(Beginning of Document section)
Richard Jones

Tarrant County, Texas
Date of Crime:  February 19, 1986
Executed August 22, 2000

Richard Wayne Jones was convicted of the abduction and murder of Tammy Livingston. Around 7:30 p.m. on Feb. 19, 1986 witnesses Ruthie Amato and her two daughters watched as Livingston was abducted from a Michael's store parking lot in Hurst, Texas. Between 9:20 p.m. and 9:45 p.m. the same night, a witness named Robert Speights heard screams coming from a field at 4600 Randol Mill Road in Fort Worth. At 11:20 p.m. a fire was reported in the field. When police responded they found Livingston's body. She had been stabbed 19 times.

The next day Jones' pregnant girlfriend, 19-year-old Yelena Comalander, was arrested trying to cash checks belonging to Livingston. Under interrogation, Comalander said she had obtained the checks from Jones. She signed two statements, but later said police changed her verbal statements when they wrote them down. Jones was arrested that evening and confessed to killing Livingston after 12 hours of interrogation and 21 hours of detention without food or sleep. Police told him Comalander would be executed and their child would be taken by the state unless he confessed. Police Detective Larry Steffler acknowledged making this statement to Jones at trial. However, the following day he recanted, saying he had not paid attention to the question.
(End of Document section)
**Task list**
(1) In the case summary above, condense the paragraph that begins "The next day Jones' pregnant girlfriend" into a short bulleted list that keeps its main facts.
(2) Continue the case summary about Richard Jones from the point where it stops.
(Beginning of Supplied data)
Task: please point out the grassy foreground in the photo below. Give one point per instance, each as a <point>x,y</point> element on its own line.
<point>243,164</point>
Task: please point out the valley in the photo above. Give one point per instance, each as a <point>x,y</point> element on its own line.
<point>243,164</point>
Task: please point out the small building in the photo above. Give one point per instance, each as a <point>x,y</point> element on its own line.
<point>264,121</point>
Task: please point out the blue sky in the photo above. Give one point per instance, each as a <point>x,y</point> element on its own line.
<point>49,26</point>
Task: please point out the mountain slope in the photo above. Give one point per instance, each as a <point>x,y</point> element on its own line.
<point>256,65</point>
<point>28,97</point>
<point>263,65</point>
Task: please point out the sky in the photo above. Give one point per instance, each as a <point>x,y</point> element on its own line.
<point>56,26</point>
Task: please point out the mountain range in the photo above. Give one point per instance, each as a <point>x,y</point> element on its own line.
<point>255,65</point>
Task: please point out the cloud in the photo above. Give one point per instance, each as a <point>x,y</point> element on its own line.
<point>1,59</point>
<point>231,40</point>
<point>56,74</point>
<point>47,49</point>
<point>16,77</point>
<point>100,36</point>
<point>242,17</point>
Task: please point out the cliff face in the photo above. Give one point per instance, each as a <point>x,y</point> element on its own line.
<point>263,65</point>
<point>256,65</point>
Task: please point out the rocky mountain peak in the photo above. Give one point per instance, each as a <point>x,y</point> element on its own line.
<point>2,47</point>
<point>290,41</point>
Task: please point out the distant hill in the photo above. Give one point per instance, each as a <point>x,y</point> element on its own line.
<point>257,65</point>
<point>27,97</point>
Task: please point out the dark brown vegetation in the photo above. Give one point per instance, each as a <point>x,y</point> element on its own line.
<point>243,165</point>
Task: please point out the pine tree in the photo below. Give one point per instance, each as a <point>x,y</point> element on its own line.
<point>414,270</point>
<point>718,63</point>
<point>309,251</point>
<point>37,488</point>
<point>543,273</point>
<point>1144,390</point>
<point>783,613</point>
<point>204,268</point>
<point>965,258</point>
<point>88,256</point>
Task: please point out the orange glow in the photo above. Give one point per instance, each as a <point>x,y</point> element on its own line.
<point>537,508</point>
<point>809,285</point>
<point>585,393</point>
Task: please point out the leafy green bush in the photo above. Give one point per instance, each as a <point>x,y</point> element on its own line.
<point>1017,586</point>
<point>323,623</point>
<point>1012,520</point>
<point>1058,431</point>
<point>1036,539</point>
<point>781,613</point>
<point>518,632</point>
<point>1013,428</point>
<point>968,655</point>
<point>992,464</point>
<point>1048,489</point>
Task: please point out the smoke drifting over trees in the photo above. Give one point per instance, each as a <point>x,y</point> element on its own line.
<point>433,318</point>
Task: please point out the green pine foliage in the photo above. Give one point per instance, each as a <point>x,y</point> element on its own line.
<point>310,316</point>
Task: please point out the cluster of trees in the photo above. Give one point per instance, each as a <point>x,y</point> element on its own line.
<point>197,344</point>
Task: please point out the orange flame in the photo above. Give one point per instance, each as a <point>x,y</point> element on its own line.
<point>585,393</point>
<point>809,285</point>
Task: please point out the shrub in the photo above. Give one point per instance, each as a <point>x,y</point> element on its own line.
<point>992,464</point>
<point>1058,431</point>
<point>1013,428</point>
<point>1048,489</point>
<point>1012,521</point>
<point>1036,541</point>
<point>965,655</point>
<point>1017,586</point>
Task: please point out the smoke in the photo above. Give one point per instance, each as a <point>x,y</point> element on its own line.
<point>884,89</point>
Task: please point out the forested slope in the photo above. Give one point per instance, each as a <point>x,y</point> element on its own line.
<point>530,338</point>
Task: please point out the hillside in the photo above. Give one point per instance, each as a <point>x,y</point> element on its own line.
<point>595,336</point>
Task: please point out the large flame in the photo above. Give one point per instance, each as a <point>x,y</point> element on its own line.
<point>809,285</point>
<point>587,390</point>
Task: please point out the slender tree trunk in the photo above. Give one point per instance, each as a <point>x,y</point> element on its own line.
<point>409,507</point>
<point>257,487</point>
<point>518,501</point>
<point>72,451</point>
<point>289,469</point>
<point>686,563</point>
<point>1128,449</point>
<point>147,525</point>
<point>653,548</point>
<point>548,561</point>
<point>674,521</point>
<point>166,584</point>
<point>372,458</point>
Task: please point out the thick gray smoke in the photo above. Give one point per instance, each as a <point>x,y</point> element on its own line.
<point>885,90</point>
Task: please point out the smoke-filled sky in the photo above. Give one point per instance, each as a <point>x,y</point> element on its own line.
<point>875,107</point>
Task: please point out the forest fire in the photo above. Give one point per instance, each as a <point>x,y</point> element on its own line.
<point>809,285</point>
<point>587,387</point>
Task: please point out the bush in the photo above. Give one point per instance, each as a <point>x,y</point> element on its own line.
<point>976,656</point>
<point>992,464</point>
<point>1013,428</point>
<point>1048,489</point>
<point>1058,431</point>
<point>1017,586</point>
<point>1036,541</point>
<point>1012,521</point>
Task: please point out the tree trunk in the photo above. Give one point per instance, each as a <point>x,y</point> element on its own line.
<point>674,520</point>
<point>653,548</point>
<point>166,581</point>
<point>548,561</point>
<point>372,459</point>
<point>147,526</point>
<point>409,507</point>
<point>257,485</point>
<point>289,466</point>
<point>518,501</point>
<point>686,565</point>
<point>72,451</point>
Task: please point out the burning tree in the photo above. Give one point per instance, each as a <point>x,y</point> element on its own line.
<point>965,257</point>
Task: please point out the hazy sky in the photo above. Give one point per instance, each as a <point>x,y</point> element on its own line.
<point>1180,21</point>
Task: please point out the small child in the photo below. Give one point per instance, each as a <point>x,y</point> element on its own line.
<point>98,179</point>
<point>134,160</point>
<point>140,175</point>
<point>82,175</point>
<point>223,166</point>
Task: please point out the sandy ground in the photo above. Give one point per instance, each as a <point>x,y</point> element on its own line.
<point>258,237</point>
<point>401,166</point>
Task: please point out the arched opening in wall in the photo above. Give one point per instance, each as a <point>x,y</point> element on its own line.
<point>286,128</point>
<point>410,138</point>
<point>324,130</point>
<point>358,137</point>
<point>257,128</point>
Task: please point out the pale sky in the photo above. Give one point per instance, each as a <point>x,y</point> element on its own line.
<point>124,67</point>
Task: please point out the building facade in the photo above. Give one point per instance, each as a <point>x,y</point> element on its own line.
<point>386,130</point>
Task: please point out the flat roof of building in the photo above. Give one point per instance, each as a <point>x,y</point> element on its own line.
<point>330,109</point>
(End of Supplied data)
**Answers to this exercise**
(1)
- The day after the murder, Yelena Comalander, Jones' pregnant 19-year-old girlfriend, was arrested while trying to cash Livingston's checks.
- Under interrogation, she said Jones gave her the checks. She signed two statements but later said police had changed her verbal statements when writing them down.
- Jones was arrested that evening. He confessed after 12 hours of interrogation and 21 hours of detention without food or sleep.
- Police had told him Comalander would be executed and their child taken by the state unless he confessed.
- At trial, Detective Larry Steffler acknowledged making that statement. The next day he recanted, saying he had not paid attention to the question.

(2)
The times given by witnesses are inconsistent with Jones' confession. In the confession he said he drove Livingston directly from the parking lot to the field, killed her, and set fire to the field soon afterward. The field was only minutes away from the parking lot. The witnesses placed the events of the crime as occurring over a period of four hours. Jones' trial jury never heard the time-critical errors in his confession.

Ruthie Amato and her daughters described Livingston's abductor as a clean shaven white male with reddish-brown hair. Jones had blond hair, a mustache, and a gray plaid shirt. Despite her description, Amato picked Jones from a line-up, though her teenage daughters did not. The failure of the daughters to identify Jones was omitted from the police report. One of the daughters joined her mother in identifying Jones at trial, although the other daughter was not questioned at trial. The trial jury did not learn that Amato was on probation and that her probation could be revoked at the prosecution's discretion.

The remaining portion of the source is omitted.